### TEXTE FOURNI
————

Si les différentes périodes historiques du château se remarquent sur le bâtiment lui-même, le jardin était jusque alors mariné dans un romantisme XVIIIe, avec son aqueduc inachevé, titanesque carcasse, élégant vestige du caprice d’un roi qui voulait amener l’eau de l’Eure à Versailles, 80 kilomètres plus loin, pour alimenter ses 24 000 jets d’eau devant fonctionner de jour comme de nuit.
Ce projet, une cruelle folie pour Saint-Simon (70 000 hommes y concoururent en vain) échoua en 1689 à 20 kilomètres de l’arrivée faute de moyens, et pour cause de guéguerre, autre gageure royale (attaque de la Ligue d’Augsbourg : non ce n’est pas une équipe de football).
Agenda des manifestations : chateaudemaintenon.fr – Golf : golfdemaintenon.com – Site de l’Eure et Loir : tourisme28.com – Château de Maintenon Place Aristide Briand 28130 Maintenon
En bonus, où dormir, etc ?
La Bergerie, sympathique, voire exquise chambre d’hôte à 4 kilomètres, à Houx, j’y fus. Classée bâtiment remarquable, cette ancienne Bergerie devenue cossue déploie depuis le XVIIème siècle son étonnante façade et depuis 20 ans les sculptures déterrées d’une scupltrice anglaise, J P Harvey, alors propriétaire, qui dut les y enterrer pendant la guerre.
C’est une découverte de de hasard de Madame Lafont, qui est aussi dessinatrice (Ecole du Louvre). On en voit ci-dessous une sur fond de petit déjeuner, avant que je n’engloutisse fruits et flan goulûment (par angoisse de manquer ? mais pourquoi suis-je maigre comme un clou, hibou, caillou, pou, chou ?)
En poussant la porte de la demeure, les poutres patinées par le temps, les cheminées imposantes et le mobilier du XVIIIème siècle prédominent. Un parc verdoyant clos de mur et une piscine en eau salée.

————

Recopiez à l'identique le passage du texte sur le château de Maintenon qui va de « Ce projet, une » à « équipe de football). ».

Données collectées
————

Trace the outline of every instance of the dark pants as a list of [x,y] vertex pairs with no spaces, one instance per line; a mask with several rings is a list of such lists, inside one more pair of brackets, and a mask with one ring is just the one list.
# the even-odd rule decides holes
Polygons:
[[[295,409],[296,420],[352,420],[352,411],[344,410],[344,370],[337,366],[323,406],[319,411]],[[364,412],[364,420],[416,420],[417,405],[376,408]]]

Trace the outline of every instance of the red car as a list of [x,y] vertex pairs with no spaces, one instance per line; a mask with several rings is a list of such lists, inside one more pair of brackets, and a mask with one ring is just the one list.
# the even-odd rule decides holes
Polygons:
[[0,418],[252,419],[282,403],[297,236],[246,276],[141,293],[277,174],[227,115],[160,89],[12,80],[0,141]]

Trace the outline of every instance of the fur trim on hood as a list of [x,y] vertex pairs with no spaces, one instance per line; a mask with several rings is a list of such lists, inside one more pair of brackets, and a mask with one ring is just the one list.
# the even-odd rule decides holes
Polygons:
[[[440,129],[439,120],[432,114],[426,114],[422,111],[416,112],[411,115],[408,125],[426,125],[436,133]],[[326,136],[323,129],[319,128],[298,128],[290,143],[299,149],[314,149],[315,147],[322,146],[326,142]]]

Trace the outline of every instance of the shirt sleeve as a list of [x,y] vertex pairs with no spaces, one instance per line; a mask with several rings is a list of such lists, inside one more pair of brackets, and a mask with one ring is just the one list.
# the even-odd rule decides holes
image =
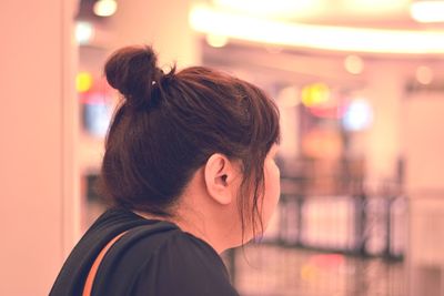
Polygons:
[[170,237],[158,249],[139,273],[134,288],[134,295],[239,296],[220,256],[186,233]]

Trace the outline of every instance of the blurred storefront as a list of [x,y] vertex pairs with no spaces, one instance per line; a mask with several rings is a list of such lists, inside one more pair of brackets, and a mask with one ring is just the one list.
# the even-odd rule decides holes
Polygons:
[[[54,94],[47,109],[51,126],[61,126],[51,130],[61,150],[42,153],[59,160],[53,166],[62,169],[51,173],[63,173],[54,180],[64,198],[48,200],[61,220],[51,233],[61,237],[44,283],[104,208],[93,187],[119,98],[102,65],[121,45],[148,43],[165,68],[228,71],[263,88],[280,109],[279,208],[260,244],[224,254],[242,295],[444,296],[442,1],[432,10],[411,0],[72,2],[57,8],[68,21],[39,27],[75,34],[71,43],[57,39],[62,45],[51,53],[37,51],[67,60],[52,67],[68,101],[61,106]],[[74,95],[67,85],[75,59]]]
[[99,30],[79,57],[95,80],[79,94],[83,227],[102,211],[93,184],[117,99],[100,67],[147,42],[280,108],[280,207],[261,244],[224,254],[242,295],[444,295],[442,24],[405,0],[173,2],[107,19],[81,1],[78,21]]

————

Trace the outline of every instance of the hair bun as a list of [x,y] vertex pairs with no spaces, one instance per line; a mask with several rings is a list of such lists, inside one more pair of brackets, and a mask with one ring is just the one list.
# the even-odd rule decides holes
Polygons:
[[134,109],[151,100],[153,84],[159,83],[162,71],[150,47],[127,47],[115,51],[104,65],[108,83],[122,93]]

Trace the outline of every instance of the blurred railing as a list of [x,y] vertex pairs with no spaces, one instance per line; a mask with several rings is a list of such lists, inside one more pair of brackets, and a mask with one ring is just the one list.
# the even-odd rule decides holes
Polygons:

————

### RÉSULTAT
Ce projet, une cruelle folie pour Saint-Simon (70 000 hommes y concoururent en vain) échoua en 1689 à 20 kilomètres de l’arrivée faute de moyens, et pour cause de guéguerre, autre gageure royale (attaque de la Ligue d’Augsbourg : non ce n’est pas une équipe de football).